## [Problem statement]
Render the following material again verbatim, leaving nothing out.

## [Material provided]
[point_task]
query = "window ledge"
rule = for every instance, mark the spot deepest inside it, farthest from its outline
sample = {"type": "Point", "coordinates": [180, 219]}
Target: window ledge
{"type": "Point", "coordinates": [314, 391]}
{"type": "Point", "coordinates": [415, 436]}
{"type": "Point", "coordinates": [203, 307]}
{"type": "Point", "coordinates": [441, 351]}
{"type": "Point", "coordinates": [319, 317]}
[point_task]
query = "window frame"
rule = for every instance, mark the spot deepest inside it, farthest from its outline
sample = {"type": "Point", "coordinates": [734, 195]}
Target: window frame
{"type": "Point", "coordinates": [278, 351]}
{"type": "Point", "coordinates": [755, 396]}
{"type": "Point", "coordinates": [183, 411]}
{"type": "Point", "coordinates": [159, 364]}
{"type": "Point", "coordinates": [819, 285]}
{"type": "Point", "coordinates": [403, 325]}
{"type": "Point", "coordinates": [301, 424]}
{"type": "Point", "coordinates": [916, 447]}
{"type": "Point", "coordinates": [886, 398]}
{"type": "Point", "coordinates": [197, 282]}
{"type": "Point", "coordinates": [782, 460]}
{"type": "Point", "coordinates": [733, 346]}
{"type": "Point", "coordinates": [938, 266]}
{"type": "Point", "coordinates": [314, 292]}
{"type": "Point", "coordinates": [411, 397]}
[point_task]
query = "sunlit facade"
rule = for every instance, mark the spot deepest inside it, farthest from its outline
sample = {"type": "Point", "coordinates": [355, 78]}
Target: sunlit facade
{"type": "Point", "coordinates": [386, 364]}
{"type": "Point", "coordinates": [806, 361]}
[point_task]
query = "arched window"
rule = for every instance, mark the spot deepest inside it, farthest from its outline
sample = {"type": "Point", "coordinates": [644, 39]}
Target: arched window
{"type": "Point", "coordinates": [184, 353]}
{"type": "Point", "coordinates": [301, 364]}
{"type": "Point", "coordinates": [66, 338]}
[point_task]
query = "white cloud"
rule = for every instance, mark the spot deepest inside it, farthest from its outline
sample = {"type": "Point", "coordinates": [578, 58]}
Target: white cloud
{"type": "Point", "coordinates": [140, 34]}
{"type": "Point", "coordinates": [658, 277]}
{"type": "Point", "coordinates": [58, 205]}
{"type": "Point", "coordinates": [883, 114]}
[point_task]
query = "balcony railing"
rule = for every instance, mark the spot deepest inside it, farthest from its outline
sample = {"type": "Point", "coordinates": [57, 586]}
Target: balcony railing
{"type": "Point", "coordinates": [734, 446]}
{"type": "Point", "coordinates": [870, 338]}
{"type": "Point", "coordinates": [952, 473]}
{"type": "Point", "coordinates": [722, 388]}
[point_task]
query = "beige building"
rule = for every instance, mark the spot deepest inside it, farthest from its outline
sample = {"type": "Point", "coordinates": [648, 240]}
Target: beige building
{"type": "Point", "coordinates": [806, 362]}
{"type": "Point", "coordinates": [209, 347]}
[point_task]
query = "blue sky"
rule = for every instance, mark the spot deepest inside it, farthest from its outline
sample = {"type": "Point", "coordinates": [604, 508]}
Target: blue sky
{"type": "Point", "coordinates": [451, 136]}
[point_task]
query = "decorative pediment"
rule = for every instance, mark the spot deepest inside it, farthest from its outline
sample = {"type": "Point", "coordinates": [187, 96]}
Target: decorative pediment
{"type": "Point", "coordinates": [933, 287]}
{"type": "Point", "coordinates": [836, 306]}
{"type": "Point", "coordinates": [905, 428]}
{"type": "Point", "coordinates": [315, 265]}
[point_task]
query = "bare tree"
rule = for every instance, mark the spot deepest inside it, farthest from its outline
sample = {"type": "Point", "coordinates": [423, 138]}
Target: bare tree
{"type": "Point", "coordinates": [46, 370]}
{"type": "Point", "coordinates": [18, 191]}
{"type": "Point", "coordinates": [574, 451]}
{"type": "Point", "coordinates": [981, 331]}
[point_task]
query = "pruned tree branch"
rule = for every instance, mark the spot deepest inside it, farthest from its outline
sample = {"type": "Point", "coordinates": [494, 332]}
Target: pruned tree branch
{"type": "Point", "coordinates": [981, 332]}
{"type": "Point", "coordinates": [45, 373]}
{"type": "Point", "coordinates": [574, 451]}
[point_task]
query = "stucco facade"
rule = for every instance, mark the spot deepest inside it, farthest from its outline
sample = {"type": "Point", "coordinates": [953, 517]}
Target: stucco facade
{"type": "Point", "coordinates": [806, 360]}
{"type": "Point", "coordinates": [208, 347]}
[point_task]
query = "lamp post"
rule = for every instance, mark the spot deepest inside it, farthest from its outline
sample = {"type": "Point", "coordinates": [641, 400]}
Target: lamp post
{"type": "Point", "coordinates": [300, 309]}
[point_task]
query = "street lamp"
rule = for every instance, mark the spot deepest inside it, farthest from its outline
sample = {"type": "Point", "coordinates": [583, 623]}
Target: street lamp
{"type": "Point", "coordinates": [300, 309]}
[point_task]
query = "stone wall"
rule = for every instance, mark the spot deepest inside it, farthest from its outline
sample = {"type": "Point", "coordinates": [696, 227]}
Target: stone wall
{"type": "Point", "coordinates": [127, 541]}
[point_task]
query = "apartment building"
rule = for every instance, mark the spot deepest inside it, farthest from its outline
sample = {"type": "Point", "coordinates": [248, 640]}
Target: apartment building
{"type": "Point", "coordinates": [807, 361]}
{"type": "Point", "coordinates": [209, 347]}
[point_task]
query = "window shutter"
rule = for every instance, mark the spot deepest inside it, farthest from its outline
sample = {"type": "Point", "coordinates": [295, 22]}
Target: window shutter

## [Reply]
[point_task]
query = "window ledge"
rule = for every instance, mark the spot deepest inside it, farthest from its outline
sample = {"type": "Point", "coordinates": [180, 219]}
Target: window ledge
{"type": "Point", "coordinates": [314, 391]}
{"type": "Point", "coordinates": [415, 436]}
{"type": "Point", "coordinates": [203, 307]}
{"type": "Point", "coordinates": [441, 351]}
{"type": "Point", "coordinates": [319, 317]}
[point_task]
query = "window frame"
rule = for every instance, mark the spot deepest inside it, farthest from its outline
sample = {"type": "Point", "coordinates": [734, 195]}
Target: window frame
{"type": "Point", "coordinates": [278, 351]}
{"type": "Point", "coordinates": [755, 396]}
{"type": "Point", "coordinates": [183, 411]}
{"type": "Point", "coordinates": [159, 364]}
{"type": "Point", "coordinates": [819, 285]}
{"type": "Point", "coordinates": [403, 325]}
{"type": "Point", "coordinates": [301, 424]}
{"type": "Point", "coordinates": [916, 447]}
{"type": "Point", "coordinates": [886, 398]}
{"type": "Point", "coordinates": [197, 282]}
{"type": "Point", "coordinates": [782, 460]}
{"type": "Point", "coordinates": [733, 346]}
{"type": "Point", "coordinates": [938, 266]}
{"type": "Point", "coordinates": [314, 292]}
{"type": "Point", "coordinates": [411, 397]}
[point_task]
query = "sunlit facade"
rule = for every instance, mark the spot deepest inside it, farthest from its outline
sample = {"type": "Point", "coordinates": [355, 78]}
Target: sunlit facade
{"type": "Point", "coordinates": [386, 364]}
{"type": "Point", "coordinates": [806, 361]}
[point_task]
query = "arched window"
rule = for every instance, mark the spot deepest inside it, farthest from its outline
sample = {"type": "Point", "coordinates": [644, 39]}
Target: arched window
{"type": "Point", "coordinates": [184, 353]}
{"type": "Point", "coordinates": [301, 364]}
{"type": "Point", "coordinates": [66, 338]}
[point_task]
query = "white cloud"
rule = for every instance, mark the spot deepest inside it, farthest from its outline
sample = {"type": "Point", "coordinates": [578, 58]}
Target: white cloud
{"type": "Point", "coordinates": [140, 34]}
{"type": "Point", "coordinates": [658, 277]}
{"type": "Point", "coordinates": [58, 205]}
{"type": "Point", "coordinates": [883, 114]}
[point_task]
query = "balcony railing"
rule = for every instance, mark the spot deepest inside it, farthest from its outline
sample = {"type": "Point", "coordinates": [57, 586]}
Target: balcony railing
{"type": "Point", "coordinates": [734, 446]}
{"type": "Point", "coordinates": [870, 338]}
{"type": "Point", "coordinates": [952, 473]}
{"type": "Point", "coordinates": [722, 388]}
[point_task]
query = "beige building"
rule = for every instance, mark the spot deepest inside it, farthest from its outline
sample = {"type": "Point", "coordinates": [648, 240]}
Target: beige building
{"type": "Point", "coordinates": [806, 362]}
{"type": "Point", "coordinates": [209, 347]}
[point_task]
query = "blue sky"
rule = for every instance, mark the spot deepest inside it, farthest from its outline
sample = {"type": "Point", "coordinates": [604, 508]}
Target: blue sky
{"type": "Point", "coordinates": [451, 136]}
[point_task]
query = "decorative pediment"
rule = for every instance, mark the spot deepest inside it, farthest from its outline
sample = {"type": "Point", "coordinates": [187, 96]}
Target: decorative pediment
{"type": "Point", "coordinates": [933, 287]}
{"type": "Point", "coordinates": [836, 306]}
{"type": "Point", "coordinates": [905, 428]}
{"type": "Point", "coordinates": [315, 265]}
[point_task]
query = "bare tree"
rule = for every instance, mark the spot deepest inside it, farthest from its outline
sample = {"type": "Point", "coordinates": [423, 138]}
Target: bare tree
{"type": "Point", "coordinates": [46, 370]}
{"type": "Point", "coordinates": [18, 191]}
{"type": "Point", "coordinates": [574, 451]}
{"type": "Point", "coordinates": [981, 331]}
[point_task]
query = "pruned tree branch"
rule = for every instance, mark the spot deepest inside it, farthest from its outline
sample = {"type": "Point", "coordinates": [494, 332]}
Target: pruned tree branch
{"type": "Point", "coordinates": [981, 332]}
{"type": "Point", "coordinates": [45, 373]}
{"type": "Point", "coordinates": [574, 451]}
[point_task]
query = "stucco facade"
rule = for every instance, mark the spot deepest inside it, farthest from its outline
sample = {"type": "Point", "coordinates": [953, 517]}
Target: stucco facade
{"type": "Point", "coordinates": [806, 360]}
{"type": "Point", "coordinates": [208, 347]}
[point_task]
query = "lamp post"
rule = for every instance, mark the spot deepest inside it, farthest from its outline
sample = {"type": "Point", "coordinates": [641, 400]}
Target: lamp post
{"type": "Point", "coordinates": [300, 309]}
[point_task]
query = "street lamp"
rule = for every instance, mark the spot deepest inside it, farthest from its outline
sample = {"type": "Point", "coordinates": [583, 623]}
Target: street lamp
{"type": "Point", "coordinates": [300, 309]}
[point_task]
query = "stone wall"
rule = for every instance, mark the spot deepest inside it, farthest from its outline
sample = {"type": "Point", "coordinates": [696, 227]}
Target: stone wall
{"type": "Point", "coordinates": [127, 541]}
[point_task]
query = "apartment building"
rule = for every instance, mark the spot deepest inside it, farthest from its outline
sample = {"type": "Point", "coordinates": [248, 640]}
Target: apartment building
{"type": "Point", "coordinates": [807, 361]}
{"type": "Point", "coordinates": [209, 347]}
[point_task]
query = "window shutter"
rule = for every instance, mark the spot deepest inside it, farthest from its outline
sample = {"type": "Point", "coordinates": [295, 22]}
Target: window shutter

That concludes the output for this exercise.